# Exercise prompt
Please extract every line of the material below that contains the string "backpack", copying each line in full.

Recorded data:
━━━━

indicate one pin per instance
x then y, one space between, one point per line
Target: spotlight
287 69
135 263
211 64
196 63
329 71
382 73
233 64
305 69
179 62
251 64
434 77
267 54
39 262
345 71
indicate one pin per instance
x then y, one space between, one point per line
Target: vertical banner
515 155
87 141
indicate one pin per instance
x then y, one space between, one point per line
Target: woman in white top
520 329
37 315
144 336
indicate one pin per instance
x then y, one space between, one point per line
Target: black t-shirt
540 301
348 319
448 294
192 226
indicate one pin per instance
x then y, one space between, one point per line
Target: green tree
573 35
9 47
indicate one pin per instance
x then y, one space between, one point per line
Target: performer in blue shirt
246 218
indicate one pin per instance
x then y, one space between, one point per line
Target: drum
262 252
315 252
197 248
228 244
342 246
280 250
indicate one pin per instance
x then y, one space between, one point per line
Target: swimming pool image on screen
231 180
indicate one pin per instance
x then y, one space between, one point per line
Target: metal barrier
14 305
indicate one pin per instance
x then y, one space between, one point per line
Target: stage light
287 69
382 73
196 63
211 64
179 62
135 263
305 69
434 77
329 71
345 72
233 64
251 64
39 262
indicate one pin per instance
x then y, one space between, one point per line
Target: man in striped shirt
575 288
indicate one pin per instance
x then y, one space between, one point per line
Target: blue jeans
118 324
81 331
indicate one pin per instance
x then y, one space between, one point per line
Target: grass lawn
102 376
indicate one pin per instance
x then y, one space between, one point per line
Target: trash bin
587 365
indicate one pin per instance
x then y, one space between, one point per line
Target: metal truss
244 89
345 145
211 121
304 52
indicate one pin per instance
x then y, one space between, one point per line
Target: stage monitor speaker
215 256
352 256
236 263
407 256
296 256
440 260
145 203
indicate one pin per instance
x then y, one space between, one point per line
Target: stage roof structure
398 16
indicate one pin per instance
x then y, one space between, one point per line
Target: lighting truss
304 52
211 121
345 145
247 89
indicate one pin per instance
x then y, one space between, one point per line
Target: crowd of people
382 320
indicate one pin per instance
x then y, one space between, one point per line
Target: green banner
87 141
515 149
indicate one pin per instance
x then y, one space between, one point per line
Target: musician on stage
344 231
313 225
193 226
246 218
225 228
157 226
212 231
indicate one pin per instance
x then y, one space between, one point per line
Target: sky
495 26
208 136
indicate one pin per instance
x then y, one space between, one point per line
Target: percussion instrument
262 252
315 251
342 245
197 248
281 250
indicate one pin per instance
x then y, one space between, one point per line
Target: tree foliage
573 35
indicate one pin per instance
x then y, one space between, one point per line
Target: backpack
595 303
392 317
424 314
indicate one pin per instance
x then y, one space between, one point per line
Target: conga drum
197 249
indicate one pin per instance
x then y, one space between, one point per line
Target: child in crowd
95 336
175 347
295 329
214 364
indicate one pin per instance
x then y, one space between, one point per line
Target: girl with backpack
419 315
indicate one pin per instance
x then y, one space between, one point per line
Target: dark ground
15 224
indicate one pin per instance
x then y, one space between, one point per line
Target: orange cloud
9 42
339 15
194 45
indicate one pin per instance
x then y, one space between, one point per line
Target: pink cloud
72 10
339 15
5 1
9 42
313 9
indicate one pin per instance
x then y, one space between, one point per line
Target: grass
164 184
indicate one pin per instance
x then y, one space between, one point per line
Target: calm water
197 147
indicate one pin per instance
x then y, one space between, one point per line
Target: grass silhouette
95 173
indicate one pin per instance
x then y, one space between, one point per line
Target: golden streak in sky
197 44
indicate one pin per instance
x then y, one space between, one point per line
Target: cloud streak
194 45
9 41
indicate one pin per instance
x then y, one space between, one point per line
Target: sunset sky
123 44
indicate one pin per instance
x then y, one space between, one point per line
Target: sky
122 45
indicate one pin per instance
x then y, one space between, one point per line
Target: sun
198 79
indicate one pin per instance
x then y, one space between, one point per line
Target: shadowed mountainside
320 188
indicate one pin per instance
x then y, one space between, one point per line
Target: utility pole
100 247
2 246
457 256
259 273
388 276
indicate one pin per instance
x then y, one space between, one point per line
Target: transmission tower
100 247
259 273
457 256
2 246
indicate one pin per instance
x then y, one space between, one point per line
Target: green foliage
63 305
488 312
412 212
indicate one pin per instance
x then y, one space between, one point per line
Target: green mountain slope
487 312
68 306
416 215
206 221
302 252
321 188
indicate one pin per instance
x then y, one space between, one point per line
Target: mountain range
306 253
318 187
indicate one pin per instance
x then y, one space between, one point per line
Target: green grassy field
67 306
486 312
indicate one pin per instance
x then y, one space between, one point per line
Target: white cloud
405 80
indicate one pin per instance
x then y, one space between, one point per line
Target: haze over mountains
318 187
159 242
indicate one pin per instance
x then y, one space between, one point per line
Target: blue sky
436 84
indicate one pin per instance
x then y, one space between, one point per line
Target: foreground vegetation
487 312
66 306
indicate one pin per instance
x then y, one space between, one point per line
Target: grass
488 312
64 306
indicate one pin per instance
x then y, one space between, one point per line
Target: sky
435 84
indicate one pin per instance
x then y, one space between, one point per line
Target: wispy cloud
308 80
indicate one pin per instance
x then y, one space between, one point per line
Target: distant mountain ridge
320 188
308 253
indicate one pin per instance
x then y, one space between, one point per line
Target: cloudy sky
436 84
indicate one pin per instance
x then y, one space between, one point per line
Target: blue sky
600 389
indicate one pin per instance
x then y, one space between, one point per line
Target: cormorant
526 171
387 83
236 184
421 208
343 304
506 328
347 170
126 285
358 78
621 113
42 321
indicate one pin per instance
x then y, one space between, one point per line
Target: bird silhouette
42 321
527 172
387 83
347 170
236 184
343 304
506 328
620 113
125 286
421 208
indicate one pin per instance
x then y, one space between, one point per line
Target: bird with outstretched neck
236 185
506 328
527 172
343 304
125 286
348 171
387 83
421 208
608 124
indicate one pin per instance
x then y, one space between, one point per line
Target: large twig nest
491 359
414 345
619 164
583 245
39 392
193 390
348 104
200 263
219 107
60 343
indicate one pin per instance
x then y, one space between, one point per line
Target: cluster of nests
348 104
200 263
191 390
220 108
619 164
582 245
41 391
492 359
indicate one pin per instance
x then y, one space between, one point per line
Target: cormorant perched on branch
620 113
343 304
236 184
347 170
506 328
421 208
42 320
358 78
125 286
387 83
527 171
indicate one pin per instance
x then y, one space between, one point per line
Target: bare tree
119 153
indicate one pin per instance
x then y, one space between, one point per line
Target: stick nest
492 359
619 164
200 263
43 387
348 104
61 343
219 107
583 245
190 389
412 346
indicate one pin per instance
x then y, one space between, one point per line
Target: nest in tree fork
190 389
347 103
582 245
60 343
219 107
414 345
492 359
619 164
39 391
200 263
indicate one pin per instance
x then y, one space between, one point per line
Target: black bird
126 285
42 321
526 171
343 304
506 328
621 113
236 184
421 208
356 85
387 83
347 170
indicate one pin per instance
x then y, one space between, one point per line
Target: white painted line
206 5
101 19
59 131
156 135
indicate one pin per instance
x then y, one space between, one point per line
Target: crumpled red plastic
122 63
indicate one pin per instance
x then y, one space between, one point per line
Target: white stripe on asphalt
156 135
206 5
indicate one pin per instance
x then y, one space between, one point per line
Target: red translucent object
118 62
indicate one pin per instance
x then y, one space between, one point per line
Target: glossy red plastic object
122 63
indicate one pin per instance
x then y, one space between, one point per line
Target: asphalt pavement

━━━━

# Response to the task
Target: backpack
Target: girl with backpack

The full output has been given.